* _Problemas e tarefas_:
1 > No texto sobre proteinose lipoide, com que idade começou o quadro do paciente?
2 > Copie do texto sobre proteinose lipoide, sem nenhuma alteração, o trecho que começa nas palavras que contêm "Figura 4. Pápulas" e termina em "limites da normalidade.".

Ambulatório de Dermatologia da Pontifícia Universidade Católica de Campinas (PUC-Campinas) - Campinas (SP), Brasil

Abstract

Lipoid proteinosis or Urbach-Wiethe disease is a rare autosomal recessive mucocutaneous disorder caused by mutation in the EMC1 gene. Hoarseness is observed in early childhood associated with infiltration and thickening of skin. Multiple systemic manifestations develop involving mucosal deposition of hyalin material. We describe a 12-year-old boy with typical manifestations: a hoarse voice, thick skin with yellowish papules, including the typical disposition on the margin of the eyelids, infiltration of the tongue and lips, and varicella-like scars. Histopathological examination revealed deposition of hyaline substance with PAS-positive diastase-resistance at the dermoepidermal junction and around vessels. Ultrastructural study showed considerable thickening of the basal lamina of vessels besides the intense deposition of amorphous material in the dermis. Genetic analysis was not available.



Figure 1Figure 2
Figura 1. Pele amarelada e espessada com cicatrizes atróficas variceliformes na face
Figure 1. Yellow and thickened skin with varicella-like atrophic scars on the face

Figura 2. Pele com cicatrizes atróficas variceliformes por todo tronco e antebraço
Figure 2. Varicella-like skin with atrophic scars all over the trunk and forearm

Figure 3Figure 4
Figura 3. Nas áreas de atrito, pápulas hiperqueratóticas confluentes formando placas verrucosas
Figure 3. In areas of friction, hyperkeratotic confluent papules forming verrucous plaques

Figura 4. Pápulas amareladas dispostas linearmente na pálpebras (“em contas”)
Figure 4. Yellow papules arranged linearly in the eyelids (“accounts”)

Paciente do sexo masculino, 12 anos de idade, baixa estatura para a idade cronológica, apresenta pele espessada e amarelada, com pápulas brilhantes, cicatrizes atróficas e variceliformes na face (Figura 1), tronco e antebraços além de pápulas hiperqueratóticas nos cotovelos (Figuras 2 e 3). Na região da borda palpebral, as pápulas amareladas dispõem-se linearmente. (Figura 4). O quadro iniciou-se aos seis meses de idade, acompanhado de rouquidão. A língua tem aspecto infiltrado com limitação dos movimentos (Figura 5). Há infiltração também dos lábios e orelhas (Figuras 5 e 6). Nega história de consangüinidade. A glicemia de jejum do paciente está dentro dos limites da normalidade.

* _Informações_:
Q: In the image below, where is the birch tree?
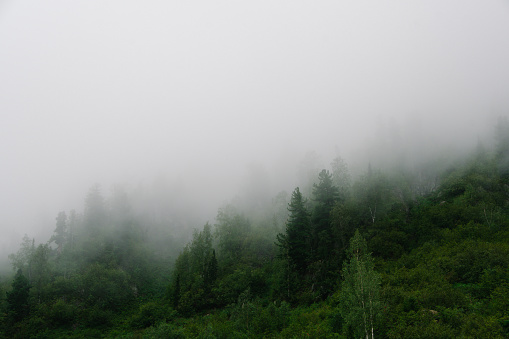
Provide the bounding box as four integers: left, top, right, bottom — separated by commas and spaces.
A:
340, 230, 381, 339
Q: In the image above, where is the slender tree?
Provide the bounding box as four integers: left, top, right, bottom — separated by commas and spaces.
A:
7, 269, 30, 323
277, 187, 310, 274
340, 230, 381, 339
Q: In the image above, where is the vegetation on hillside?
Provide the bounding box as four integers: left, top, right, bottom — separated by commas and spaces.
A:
0, 119, 509, 338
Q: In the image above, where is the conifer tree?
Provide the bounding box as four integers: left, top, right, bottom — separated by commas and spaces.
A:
7, 269, 30, 323
277, 187, 310, 273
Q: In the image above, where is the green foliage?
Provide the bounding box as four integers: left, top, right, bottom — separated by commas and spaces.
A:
0, 121, 509, 338
340, 230, 382, 338
7, 269, 30, 323
277, 187, 311, 275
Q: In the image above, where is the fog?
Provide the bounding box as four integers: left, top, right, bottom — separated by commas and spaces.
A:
0, 0, 509, 266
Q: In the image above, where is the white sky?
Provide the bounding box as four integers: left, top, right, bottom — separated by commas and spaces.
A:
0, 0, 509, 255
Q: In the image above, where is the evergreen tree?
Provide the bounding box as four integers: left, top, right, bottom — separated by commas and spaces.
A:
49, 212, 68, 254
340, 230, 381, 338
311, 170, 339, 260
7, 269, 30, 323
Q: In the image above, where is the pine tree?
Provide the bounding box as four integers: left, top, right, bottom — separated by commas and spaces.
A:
311, 170, 339, 261
7, 269, 30, 323
277, 187, 310, 274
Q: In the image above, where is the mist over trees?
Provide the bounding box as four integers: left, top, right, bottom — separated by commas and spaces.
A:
0, 0, 509, 339
0, 118, 509, 338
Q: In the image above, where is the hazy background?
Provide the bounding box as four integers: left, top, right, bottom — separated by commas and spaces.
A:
0, 0, 509, 258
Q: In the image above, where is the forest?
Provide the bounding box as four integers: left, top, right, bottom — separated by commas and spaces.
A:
0, 118, 509, 338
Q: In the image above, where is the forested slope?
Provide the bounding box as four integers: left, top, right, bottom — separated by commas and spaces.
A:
0, 120, 509, 338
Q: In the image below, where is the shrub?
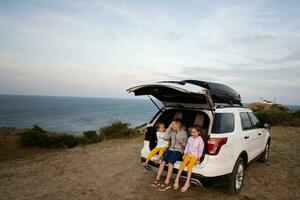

* _Suas respostas_:
1 > Aos seis meses de idade, acompanhado de rouquidão.

2 >
Figura 4. Pápulas amareladas dispostas linearmente na pálpebras (“em contas”)
Figure 4. Yellow papules arranged linearly in the eyelids (“accounts”)

Paciente do sexo masculino, 12 anos de idade, baixa estatura para a idade cronológica, apresenta pele espessada e amarelada, com pápulas brilhantes, cicatrizes atróficas e variceliformes na face (Figura 1), tronco e antebraços além de pápulas hiperqueratóticas nos cotovelos (Figuras 2 e 3). Na região da borda palpebral, as pápulas amareladas dispõem-se linearmente. (Figura 4). O quadro iniciou-se aos seis meses de idade, acompanhado de rouquidão. A língua tem aspecto infiltrado com limitação dos movimentos (Figura 5). Há infiltração também dos lábios e orelhas (Figuras 5 e 6). Nega história de consangüinidade. A glicemia de jejum do paciente está dentro dos limites da normalidade.